[Start of Material provided]
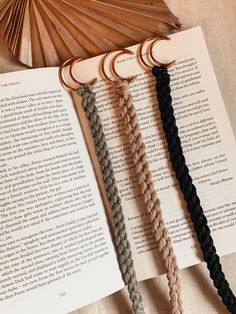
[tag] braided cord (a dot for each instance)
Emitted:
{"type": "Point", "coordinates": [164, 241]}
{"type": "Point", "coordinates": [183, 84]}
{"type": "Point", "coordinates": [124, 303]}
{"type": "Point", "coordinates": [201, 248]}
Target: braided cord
{"type": "Point", "coordinates": [151, 200]}
{"type": "Point", "coordinates": [188, 189]}
{"type": "Point", "coordinates": [122, 243]}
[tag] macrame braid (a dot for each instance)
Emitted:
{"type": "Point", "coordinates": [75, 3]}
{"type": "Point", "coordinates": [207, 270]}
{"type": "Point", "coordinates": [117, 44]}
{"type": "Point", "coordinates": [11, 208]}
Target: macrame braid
{"type": "Point", "coordinates": [188, 189]}
{"type": "Point", "coordinates": [102, 152]}
{"type": "Point", "coordinates": [128, 113]}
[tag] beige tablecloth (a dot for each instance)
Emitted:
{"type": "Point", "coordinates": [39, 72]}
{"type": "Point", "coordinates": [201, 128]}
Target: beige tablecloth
{"type": "Point", "coordinates": [218, 21]}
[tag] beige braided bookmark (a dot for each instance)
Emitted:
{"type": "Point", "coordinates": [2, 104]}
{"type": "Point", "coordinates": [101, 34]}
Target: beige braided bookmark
{"type": "Point", "coordinates": [125, 102]}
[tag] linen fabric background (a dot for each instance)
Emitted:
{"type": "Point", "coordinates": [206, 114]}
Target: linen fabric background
{"type": "Point", "coordinates": [218, 21]}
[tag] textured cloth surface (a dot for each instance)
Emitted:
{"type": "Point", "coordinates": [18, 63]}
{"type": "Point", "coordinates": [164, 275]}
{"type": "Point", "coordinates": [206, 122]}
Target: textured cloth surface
{"type": "Point", "coordinates": [218, 21]}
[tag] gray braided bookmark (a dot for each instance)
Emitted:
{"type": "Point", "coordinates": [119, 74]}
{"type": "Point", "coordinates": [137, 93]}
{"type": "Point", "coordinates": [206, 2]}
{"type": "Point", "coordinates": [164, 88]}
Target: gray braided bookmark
{"type": "Point", "coordinates": [122, 243]}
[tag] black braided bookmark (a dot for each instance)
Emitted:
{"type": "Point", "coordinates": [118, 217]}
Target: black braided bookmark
{"type": "Point", "coordinates": [188, 189]}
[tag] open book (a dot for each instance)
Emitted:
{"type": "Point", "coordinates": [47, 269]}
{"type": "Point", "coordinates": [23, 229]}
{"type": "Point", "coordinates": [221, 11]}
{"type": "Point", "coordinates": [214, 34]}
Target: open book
{"type": "Point", "coordinates": [56, 248]}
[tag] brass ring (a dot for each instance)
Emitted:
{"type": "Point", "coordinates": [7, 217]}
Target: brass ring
{"type": "Point", "coordinates": [77, 60]}
{"type": "Point", "coordinates": [122, 51]}
{"type": "Point", "coordinates": [168, 65]}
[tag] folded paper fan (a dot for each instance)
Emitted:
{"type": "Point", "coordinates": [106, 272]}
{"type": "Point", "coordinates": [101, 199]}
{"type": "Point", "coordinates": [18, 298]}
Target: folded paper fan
{"type": "Point", "coordinates": [46, 32]}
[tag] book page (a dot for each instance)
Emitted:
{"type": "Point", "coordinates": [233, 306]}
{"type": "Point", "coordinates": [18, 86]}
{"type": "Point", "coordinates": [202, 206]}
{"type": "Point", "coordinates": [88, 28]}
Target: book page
{"type": "Point", "coordinates": [56, 249]}
{"type": "Point", "coordinates": [207, 140]}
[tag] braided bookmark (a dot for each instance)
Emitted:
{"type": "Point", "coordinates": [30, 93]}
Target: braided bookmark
{"type": "Point", "coordinates": [188, 189]}
{"type": "Point", "coordinates": [151, 200]}
{"type": "Point", "coordinates": [122, 243]}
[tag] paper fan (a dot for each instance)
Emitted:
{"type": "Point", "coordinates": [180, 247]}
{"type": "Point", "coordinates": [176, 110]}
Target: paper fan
{"type": "Point", "coordinates": [46, 32]}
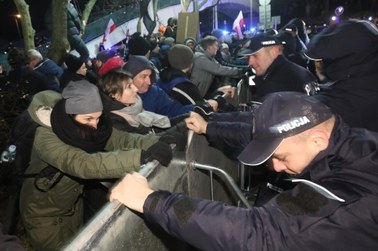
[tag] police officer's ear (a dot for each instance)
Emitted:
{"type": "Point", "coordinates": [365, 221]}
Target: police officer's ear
{"type": "Point", "coordinates": [319, 139]}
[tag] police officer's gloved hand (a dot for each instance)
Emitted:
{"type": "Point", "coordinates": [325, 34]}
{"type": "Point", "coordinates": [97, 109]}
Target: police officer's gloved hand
{"type": "Point", "coordinates": [159, 151]}
{"type": "Point", "coordinates": [169, 139]}
{"type": "Point", "coordinates": [221, 101]}
{"type": "Point", "coordinates": [205, 110]}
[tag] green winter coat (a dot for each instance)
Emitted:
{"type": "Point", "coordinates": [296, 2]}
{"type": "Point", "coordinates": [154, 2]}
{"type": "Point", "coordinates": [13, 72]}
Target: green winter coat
{"type": "Point", "coordinates": [52, 217]}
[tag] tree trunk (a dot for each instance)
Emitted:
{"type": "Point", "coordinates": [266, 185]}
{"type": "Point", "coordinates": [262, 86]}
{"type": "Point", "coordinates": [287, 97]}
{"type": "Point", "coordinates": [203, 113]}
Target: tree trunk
{"type": "Point", "coordinates": [59, 43]}
{"type": "Point", "coordinates": [185, 5]}
{"type": "Point", "coordinates": [87, 11]}
{"type": "Point", "coordinates": [28, 32]}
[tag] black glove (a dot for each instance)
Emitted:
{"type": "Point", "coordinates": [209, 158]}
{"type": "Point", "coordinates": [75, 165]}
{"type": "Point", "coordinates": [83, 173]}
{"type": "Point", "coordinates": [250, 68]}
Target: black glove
{"type": "Point", "coordinates": [221, 101]}
{"type": "Point", "coordinates": [168, 138]}
{"type": "Point", "coordinates": [177, 135]}
{"type": "Point", "coordinates": [205, 110]}
{"type": "Point", "coordinates": [159, 151]}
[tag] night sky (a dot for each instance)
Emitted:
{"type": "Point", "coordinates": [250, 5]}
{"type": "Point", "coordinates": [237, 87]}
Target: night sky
{"type": "Point", "coordinates": [8, 30]}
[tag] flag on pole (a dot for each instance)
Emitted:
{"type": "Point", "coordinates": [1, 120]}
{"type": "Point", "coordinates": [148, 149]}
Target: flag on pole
{"type": "Point", "coordinates": [107, 39]}
{"type": "Point", "coordinates": [239, 24]}
{"type": "Point", "coordinates": [111, 27]}
{"type": "Point", "coordinates": [147, 13]}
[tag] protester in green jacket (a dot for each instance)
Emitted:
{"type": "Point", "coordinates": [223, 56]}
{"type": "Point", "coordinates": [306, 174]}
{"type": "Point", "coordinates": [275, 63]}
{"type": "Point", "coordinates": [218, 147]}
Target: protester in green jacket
{"type": "Point", "coordinates": [75, 142]}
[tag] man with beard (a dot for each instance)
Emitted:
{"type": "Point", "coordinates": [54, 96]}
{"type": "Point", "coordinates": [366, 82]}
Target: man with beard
{"type": "Point", "coordinates": [74, 143]}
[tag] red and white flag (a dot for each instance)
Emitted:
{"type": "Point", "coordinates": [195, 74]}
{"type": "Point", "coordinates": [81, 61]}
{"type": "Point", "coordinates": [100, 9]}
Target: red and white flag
{"type": "Point", "coordinates": [109, 29]}
{"type": "Point", "coordinates": [239, 24]}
[End of Material provided]
To do: Could you echo back all of the records above word for word, leaving out the pictures?

Exercise solution:
[tag] braided cord (a dot for each instance)
Emitted:
{"type": "Point", "coordinates": [164, 241]}
{"type": "Point", "coordinates": [183, 84]}
{"type": "Point", "coordinates": [124, 303]}
{"type": "Point", "coordinates": [201, 248]}
Target: braided cord
{"type": "Point", "coordinates": [151, 200]}
{"type": "Point", "coordinates": [188, 189]}
{"type": "Point", "coordinates": [122, 243]}
[tag] macrame braid (a dot for each instance)
Emitted:
{"type": "Point", "coordinates": [75, 3]}
{"type": "Point", "coordinates": [207, 270]}
{"type": "Point", "coordinates": [117, 44]}
{"type": "Point", "coordinates": [11, 208]}
Target: macrame braid
{"type": "Point", "coordinates": [188, 189]}
{"type": "Point", "coordinates": [102, 152]}
{"type": "Point", "coordinates": [128, 113]}
[tag] beige tablecloth (a dot for each instance)
Emitted:
{"type": "Point", "coordinates": [39, 72]}
{"type": "Point", "coordinates": [201, 128]}
Target: beige tablecloth
{"type": "Point", "coordinates": [218, 21]}
[tag] beige braided bookmark (a dot for each instance)
Emitted:
{"type": "Point", "coordinates": [2, 104]}
{"type": "Point", "coordinates": [101, 34]}
Target: beige braided bookmark
{"type": "Point", "coordinates": [125, 102]}
[tag] linen fabric background (a dot for each instance)
Emitted:
{"type": "Point", "coordinates": [206, 114]}
Target: linen fabric background
{"type": "Point", "coordinates": [218, 21]}
[tag] textured cloth surface (a dot for each instance)
Emitted:
{"type": "Point", "coordinates": [18, 63]}
{"type": "Point", "coordinates": [164, 275]}
{"type": "Point", "coordinates": [206, 122]}
Target: textured cloth surface
{"type": "Point", "coordinates": [218, 21]}
[tag] gray braided bookmark (a dot for each instance)
Emitted:
{"type": "Point", "coordinates": [119, 74]}
{"type": "Point", "coordinates": [137, 93]}
{"type": "Point", "coordinates": [206, 2]}
{"type": "Point", "coordinates": [164, 88]}
Target: gray braided bookmark
{"type": "Point", "coordinates": [122, 243]}
[tag] black braided bookmark (a dot for each instance)
Emitted:
{"type": "Point", "coordinates": [118, 217]}
Target: black braided bookmark
{"type": "Point", "coordinates": [188, 189]}
[tag] open book (a dot for each instance)
Emitted:
{"type": "Point", "coordinates": [47, 269]}
{"type": "Point", "coordinates": [23, 229]}
{"type": "Point", "coordinates": [221, 11]}
{"type": "Point", "coordinates": [214, 34]}
Target: open book
{"type": "Point", "coordinates": [56, 248]}
[tag] brass ring (a dot for each instance)
Emitted:
{"type": "Point", "coordinates": [7, 217]}
Target: brass ring
{"type": "Point", "coordinates": [77, 60]}
{"type": "Point", "coordinates": [122, 51]}
{"type": "Point", "coordinates": [168, 65]}
[tag] folded paper fan (a dot for each instance)
Emitted:
{"type": "Point", "coordinates": [106, 272]}
{"type": "Point", "coordinates": [101, 199]}
{"type": "Point", "coordinates": [18, 298]}
Target: folded paper fan
{"type": "Point", "coordinates": [46, 32]}
[tag] book page (a dot for each instance)
Emitted:
{"type": "Point", "coordinates": [233, 306]}
{"type": "Point", "coordinates": [18, 86]}
{"type": "Point", "coordinates": [202, 206]}
{"type": "Point", "coordinates": [88, 28]}
Target: book page
{"type": "Point", "coordinates": [56, 249]}
{"type": "Point", "coordinates": [207, 140]}
[tag] braided bookmark (a dot for each instance)
Emitted:
{"type": "Point", "coordinates": [30, 93]}
Target: braided bookmark
{"type": "Point", "coordinates": [188, 189]}
{"type": "Point", "coordinates": [151, 200]}
{"type": "Point", "coordinates": [122, 243]}
[tag] paper fan (a dot for each instance)
Emitted:
{"type": "Point", "coordinates": [180, 247]}
{"type": "Point", "coordinates": [176, 110]}
Target: paper fan
{"type": "Point", "coordinates": [46, 32]}
[tag] police officer's ear (a dot for each instance)
Emitted:
{"type": "Point", "coordinates": [365, 221]}
Target: police officer's ear
{"type": "Point", "coordinates": [319, 139]}
[tag] police officer's gloved hand (a dot for each instance)
Emitted:
{"type": "Point", "coordinates": [325, 34]}
{"type": "Point", "coordinates": [97, 109]}
Target: police officer's gloved hand
{"type": "Point", "coordinates": [159, 151]}
{"type": "Point", "coordinates": [169, 139]}
{"type": "Point", "coordinates": [221, 101]}
{"type": "Point", "coordinates": [205, 110]}
[tag] green winter coat (a dot for each instance)
Emitted:
{"type": "Point", "coordinates": [296, 2]}
{"type": "Point", "coordinates": [154, 2]}
{"type": "Point", "coordinates": [13, 72]}
Target: green winter coat
{"type": "Point", "coordinates": [52, 217]}
[tag] tree trunk (a dot for each instance)
Emitted:
{"type": "Point", "coordinates": [266, 185]}
{"type": "Point", "coordinates": [262, 86]}
{"type": "Point", "coordinates": [287, 97]}
{"type": "Point", "coordinates": [203, 113]}
Target: tree trunk
{"type": "Point", "coordinates": [59, 43]}
{"type": "Point", "coordinates": [185, 5]}
{"type": "Point", "coordinates": [87, 11]}
{"type": "Point", "coordinates": [28, 32]}
[tag] black glove (a dot for each instance)
Emitted:
{"type": "Point", "coordinates": [209, 158]}
{"type": "Point", "coordinates": [75, 165]}
{"type": "Point", "coordinates": [83, 173]}
{"type": "Point", "coordinates": [250, 68]}
Target: black glove
{"type": "Point", "coordinates": [221, 101]}
{"type": "Point", "coordinates": [168, 138]}
{"type": "Point", "coordinates": [177, 135]}
{"type": "Point", "coordinates": [205, 110]}
{"type": "Point", "coordinates": [159, 151]}
[tag] night sky (a dot for each instance)
Emitted:
{"type": "Point", "coordinates": [250, 5]}
{"type": "Point", "coordinates": [237, 87]}
Target: night sky
{"type": "Point", "coordinates": [8, 30]}
[tag] flag on pole (a dot for each instance)
Emitted:
{"type": "Point", "coordinates": [1, 120]}
{"type": "Point", "coordinates": [148, 149]}
Target: flag on pole
{"type": "Point", "coordinates": [107, 39]}
{"type": "Point", "coordinates": [239, 24]}
{"type": "Point", "coordinates": [111, 27]}
{"type": "Point", "coordinates": [147, 13]}
[tag] protester in green jacket (a dot for each instance)
Emitted:
{"type": "Point", "coordinates": [223, 56]}
{"type": "Point", "coordinates": [306, 174]}
{"type": "Point", "coordinates": [275, 63]}
{"type": "Point", "coordinates": [218, 147]}
Target: protester in green jacket
{"type": "Point", "coordinates": [75, 142]}
[tag] man with beard (a dot for each instance)
Emitted:
{"type": "Point", "coordinates": [54, 96]}
{"type": "Point", "coordinates": [366, 82]}
Target: man with beard
{"type": "Point", "coordinates": [74, 143]}
[tag] red and white flag (a dot for each instance)
Emitted:
{"type": "Point", "coordinates": [195, 74]}
{"type": "Point", "coordinates": [81, 61]}
{"type": "Point", "coordinates": [100, 9]}
Target: red and white flag
{"type": "Point", "coordinates": [109, 29]}
{"type": "Point", "coordinates": [239, 24]}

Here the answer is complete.